#### [Given exercise]
Starting at the line that contains "Locate the tree", transcribe every remaining line of the entries exactly, including the last one.

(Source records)
┌──

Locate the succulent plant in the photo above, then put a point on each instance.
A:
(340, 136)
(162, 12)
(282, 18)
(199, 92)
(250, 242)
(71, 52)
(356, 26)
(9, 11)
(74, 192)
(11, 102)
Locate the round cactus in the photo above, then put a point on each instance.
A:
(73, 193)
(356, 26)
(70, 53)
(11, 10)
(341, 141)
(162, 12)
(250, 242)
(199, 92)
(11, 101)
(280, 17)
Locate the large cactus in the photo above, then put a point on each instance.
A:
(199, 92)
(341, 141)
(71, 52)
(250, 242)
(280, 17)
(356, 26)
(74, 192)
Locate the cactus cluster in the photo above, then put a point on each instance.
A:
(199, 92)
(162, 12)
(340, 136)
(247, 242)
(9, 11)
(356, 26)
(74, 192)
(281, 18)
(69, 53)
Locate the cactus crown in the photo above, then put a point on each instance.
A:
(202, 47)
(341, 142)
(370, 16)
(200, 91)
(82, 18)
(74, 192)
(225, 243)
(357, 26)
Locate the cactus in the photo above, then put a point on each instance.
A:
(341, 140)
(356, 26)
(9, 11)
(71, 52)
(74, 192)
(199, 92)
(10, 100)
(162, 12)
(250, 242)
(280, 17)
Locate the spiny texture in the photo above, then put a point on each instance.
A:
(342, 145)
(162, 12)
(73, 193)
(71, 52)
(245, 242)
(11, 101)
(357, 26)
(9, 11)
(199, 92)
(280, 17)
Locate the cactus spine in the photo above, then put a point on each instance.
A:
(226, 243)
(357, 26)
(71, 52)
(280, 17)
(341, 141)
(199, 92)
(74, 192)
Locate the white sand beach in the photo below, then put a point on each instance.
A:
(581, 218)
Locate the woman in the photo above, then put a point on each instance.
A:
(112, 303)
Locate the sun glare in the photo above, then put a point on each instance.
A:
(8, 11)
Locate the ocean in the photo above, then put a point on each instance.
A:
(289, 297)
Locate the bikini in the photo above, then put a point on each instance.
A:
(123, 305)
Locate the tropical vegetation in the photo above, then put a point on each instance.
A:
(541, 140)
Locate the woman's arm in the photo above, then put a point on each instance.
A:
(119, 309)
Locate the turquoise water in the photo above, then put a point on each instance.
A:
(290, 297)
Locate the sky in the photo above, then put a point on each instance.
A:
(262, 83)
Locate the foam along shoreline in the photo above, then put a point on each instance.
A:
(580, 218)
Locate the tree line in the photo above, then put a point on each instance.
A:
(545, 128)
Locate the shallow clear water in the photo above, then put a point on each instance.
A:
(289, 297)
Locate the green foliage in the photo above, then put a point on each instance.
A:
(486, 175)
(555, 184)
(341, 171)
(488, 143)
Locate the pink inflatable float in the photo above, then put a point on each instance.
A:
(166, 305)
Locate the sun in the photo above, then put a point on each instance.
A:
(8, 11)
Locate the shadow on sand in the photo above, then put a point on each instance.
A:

└──

#### [Exercise solution]
Locate the tree line in the photo above, then put a point on each instance.
A:
(545, 128)
Locate the shallow clear water in the photo above, then put a point on each instance.
A:
(289, 297)
Locate the green foliage in the photo above, then put a point on each instance.
A:
(486, 175)
(555, 184)
(341, 171)
(488, 143)
Locate the pink inflatable float in the photo above, then put a point on each instance.
A:
(166, 305)
Locate the sun in the photo above, then put a point on each instance.
A:
(8, 11)
Locate the shadow on sand in the photo above, then put a point on each instance.
A:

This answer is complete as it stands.